──────── Passage shown ────────

Diffuse Alveolar Hemorrhage Associated with Warfarin Therapy
Diffuse alveolar hemorrhage (DAH) is a life-threatening clinical pathologic syndrome caused by a variety of diseases. We report a case of DAH related to therapy of warfarin use. In this case report, we present the diffuse alveolar hemorrhage case as a rare and life-threatening complication of warfarin.
Diffuse alveolar hemorrhage (DAH) is a life-threatening clinical pathologic syndrome caused by a variety of diseases. We report a case of DAH related to therapy of warfarin use. DAH due to warfarin therapy has been rarely reported in the literature. In this paper, we describe the case of a 59-year-old man with a history of mitral valve replacement (MVR) hypertension (HT), diabetes mellitus (DM), and chronic renal failure (CRF) treated with warfarin, who was admitted to our institution with haemoptysis and dyspnea. Alveolar hemorrhage was suspected clinically and radiologic findings were subsequently confirmed by bronchoscopy. The patient was successfully treated with 6 units of fresh frozen plasma (FFP), 4 units of red blood cell (RBC) transfusion, and hemodialysis.
2. Case Presentation
A 59-year-old man with a past medical history of HT, DM, MVR, and CRF was admitted to our institution complaining of haemoptysis and shortness of breath over the previous 24 h.
On examination, he was noted to be in mild respiratory distress and was coughing up blood-tinged sputum. His vital signs were temperature 37,4°C, pulse 106 bpm, and regular, respiratory rate 20 per minute, blood pressure 140/77 mm Hg, and oxygen saturation 94% on room air. He had rhythmic metallic first heart sound and a normal second heart sound. He also had diffuse wet crackles over both lung fields. The rest of his physical examination was unremarkable.
The patient’s medications on the day of admission were amlodipine 10 mg PO daily, warfarin 2,5 mg PO daily, and carvedilol 12,5 mg PO daily.

──────── Records shown ────────

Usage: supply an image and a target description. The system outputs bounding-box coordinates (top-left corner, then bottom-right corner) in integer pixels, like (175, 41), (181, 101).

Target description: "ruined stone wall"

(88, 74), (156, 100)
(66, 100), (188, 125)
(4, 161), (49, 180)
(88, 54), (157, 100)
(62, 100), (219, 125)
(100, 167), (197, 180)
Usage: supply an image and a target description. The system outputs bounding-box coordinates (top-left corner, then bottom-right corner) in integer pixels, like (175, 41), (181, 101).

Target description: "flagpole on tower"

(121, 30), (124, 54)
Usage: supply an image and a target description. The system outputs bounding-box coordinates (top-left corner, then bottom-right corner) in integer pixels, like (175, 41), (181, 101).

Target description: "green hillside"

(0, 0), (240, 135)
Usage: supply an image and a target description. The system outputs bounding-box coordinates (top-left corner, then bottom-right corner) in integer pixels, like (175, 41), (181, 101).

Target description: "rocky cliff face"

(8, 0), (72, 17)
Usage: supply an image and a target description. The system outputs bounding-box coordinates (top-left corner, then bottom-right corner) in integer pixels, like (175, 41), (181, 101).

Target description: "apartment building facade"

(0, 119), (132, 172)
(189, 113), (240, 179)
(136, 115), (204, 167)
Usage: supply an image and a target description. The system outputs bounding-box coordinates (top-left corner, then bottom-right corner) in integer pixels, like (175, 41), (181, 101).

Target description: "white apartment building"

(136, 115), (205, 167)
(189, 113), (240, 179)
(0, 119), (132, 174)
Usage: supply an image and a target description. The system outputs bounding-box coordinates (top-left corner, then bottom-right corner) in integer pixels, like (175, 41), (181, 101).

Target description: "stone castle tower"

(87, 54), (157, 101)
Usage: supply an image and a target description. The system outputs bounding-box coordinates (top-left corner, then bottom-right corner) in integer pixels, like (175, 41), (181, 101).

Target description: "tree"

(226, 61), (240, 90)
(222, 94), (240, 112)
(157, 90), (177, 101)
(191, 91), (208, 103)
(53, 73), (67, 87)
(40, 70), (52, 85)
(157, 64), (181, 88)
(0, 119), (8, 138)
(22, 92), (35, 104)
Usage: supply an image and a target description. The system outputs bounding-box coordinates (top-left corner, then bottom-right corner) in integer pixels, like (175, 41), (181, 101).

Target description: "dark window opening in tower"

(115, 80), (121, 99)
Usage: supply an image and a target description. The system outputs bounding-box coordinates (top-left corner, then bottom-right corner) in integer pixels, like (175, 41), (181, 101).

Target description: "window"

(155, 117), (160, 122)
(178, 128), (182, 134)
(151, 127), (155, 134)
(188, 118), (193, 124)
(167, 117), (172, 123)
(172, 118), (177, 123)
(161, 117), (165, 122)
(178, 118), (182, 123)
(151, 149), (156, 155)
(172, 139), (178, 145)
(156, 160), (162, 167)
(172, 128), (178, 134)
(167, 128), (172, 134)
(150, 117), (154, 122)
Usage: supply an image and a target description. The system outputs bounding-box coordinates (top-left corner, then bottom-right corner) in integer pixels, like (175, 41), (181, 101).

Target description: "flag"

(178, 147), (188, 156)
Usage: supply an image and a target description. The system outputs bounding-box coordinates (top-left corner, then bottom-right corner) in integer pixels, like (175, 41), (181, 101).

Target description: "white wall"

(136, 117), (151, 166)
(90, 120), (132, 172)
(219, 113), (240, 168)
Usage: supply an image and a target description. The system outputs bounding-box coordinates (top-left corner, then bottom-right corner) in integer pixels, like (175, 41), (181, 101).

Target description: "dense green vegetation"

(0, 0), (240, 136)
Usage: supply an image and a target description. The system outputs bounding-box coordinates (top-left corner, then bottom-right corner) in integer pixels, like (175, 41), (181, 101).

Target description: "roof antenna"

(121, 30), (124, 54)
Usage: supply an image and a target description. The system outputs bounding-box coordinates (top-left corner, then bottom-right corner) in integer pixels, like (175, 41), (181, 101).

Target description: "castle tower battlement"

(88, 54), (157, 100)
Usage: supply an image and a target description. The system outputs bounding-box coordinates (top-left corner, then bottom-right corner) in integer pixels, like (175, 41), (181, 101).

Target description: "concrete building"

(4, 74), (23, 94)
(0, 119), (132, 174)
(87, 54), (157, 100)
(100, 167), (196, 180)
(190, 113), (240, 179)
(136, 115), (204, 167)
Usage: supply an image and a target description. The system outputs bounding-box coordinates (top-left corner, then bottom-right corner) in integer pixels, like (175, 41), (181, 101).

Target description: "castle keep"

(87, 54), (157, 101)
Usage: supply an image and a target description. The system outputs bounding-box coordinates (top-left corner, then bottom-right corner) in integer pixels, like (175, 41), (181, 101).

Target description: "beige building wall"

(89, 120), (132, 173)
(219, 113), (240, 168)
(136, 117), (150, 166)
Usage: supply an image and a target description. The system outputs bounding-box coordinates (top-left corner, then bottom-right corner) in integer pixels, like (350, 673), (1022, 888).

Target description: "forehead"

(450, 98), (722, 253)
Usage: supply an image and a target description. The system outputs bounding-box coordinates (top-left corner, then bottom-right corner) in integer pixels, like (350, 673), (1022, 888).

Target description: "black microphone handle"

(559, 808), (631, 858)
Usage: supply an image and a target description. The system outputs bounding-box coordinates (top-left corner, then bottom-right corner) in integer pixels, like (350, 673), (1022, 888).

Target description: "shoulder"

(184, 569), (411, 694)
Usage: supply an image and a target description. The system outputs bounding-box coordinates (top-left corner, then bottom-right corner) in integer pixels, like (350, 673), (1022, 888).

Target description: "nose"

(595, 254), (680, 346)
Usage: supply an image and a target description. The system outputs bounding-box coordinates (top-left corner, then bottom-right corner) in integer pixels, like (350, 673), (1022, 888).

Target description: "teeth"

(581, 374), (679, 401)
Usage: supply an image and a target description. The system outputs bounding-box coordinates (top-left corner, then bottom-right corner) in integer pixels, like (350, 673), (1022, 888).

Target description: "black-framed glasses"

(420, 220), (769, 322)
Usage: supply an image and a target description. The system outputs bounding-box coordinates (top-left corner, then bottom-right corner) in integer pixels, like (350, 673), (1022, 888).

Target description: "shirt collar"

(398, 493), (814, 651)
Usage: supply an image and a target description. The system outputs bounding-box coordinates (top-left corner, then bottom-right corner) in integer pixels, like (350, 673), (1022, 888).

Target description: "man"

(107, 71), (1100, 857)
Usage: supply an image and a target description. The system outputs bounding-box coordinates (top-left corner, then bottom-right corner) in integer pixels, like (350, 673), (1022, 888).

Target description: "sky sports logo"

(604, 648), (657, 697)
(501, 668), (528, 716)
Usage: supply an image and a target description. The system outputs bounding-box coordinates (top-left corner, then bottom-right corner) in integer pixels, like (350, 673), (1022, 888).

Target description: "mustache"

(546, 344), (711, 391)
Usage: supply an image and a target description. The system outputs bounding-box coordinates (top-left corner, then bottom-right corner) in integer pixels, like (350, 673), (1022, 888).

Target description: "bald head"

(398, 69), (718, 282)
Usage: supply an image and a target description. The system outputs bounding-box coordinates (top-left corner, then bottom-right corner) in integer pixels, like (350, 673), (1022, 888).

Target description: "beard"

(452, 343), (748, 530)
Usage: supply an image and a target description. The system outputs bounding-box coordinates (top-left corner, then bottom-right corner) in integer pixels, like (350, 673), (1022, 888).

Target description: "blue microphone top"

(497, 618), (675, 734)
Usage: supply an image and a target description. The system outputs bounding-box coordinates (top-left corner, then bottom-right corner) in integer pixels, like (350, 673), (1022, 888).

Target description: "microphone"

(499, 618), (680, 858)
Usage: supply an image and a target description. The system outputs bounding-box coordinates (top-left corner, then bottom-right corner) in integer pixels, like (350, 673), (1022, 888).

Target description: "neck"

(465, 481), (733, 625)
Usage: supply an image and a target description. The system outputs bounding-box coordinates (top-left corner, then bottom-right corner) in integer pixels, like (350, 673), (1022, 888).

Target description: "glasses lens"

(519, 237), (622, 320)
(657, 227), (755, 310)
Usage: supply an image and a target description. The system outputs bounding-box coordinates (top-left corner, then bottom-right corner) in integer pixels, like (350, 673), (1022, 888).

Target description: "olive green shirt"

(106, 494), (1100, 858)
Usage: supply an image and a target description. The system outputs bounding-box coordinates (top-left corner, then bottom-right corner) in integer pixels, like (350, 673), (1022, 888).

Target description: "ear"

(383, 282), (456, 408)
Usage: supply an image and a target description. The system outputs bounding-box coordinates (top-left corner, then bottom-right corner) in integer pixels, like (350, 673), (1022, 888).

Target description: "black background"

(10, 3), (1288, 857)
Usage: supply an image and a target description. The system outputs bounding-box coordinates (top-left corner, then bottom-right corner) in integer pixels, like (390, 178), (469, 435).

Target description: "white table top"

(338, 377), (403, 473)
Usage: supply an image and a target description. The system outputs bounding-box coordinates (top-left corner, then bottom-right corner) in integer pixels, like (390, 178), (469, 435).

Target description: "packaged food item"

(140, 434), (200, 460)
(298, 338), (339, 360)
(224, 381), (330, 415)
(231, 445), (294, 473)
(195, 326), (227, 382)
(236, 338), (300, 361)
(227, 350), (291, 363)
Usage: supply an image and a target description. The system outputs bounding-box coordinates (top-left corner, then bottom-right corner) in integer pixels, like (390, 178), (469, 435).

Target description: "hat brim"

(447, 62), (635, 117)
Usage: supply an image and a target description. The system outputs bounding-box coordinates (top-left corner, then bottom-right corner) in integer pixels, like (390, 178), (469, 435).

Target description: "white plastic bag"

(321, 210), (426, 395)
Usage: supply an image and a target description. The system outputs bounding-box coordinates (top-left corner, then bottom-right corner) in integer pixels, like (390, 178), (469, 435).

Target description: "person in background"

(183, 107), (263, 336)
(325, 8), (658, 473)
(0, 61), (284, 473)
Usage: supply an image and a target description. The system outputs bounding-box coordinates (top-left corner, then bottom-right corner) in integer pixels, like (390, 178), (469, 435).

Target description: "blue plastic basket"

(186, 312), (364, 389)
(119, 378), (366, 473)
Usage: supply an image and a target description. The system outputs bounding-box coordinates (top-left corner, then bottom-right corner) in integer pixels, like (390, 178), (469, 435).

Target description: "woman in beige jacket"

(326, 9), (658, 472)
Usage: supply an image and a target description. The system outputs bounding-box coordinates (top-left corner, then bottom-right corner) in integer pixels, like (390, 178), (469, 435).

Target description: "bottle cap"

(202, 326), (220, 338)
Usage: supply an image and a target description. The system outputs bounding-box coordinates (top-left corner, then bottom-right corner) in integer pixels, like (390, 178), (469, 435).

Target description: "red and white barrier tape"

────────

● Exercises:
1) Answer these questions from the case report:
(a) How many units of fresh frozen plasma did the patient receive?
(b) What was the patient's oxygen saturation on room air?
(c) What dose of amlodipine was the patient taking on the day of admission?
2) Transcribe the case report from "On examination, he" to "mg PO daily.".

● Solved tasks:
1)
(a) 6 units
(b) 94%
(c) 10 mg PO daily

2)
On examination, he was noted to be in mild respiratory distress and was coughing up blood-tinged sputum. His vital signs were temperature 37,4°C, pulse 106 bpm, and regular, respiratory rate 20 per minute, blood pressure 140/77 mm Hg, and oxygen saturation 94% on room air. He had rhythmic metallic first heart sound and a normal second heart sound. He also had diffuse wet crackles over both lung fields. The rest of his physical examination was unremarkable.
The patient’s medications on the day of admission were amlodipine 10 mg PO daily, warfarin 2,5 mg PO daily, and carvedilol 12,5 mg PO daily.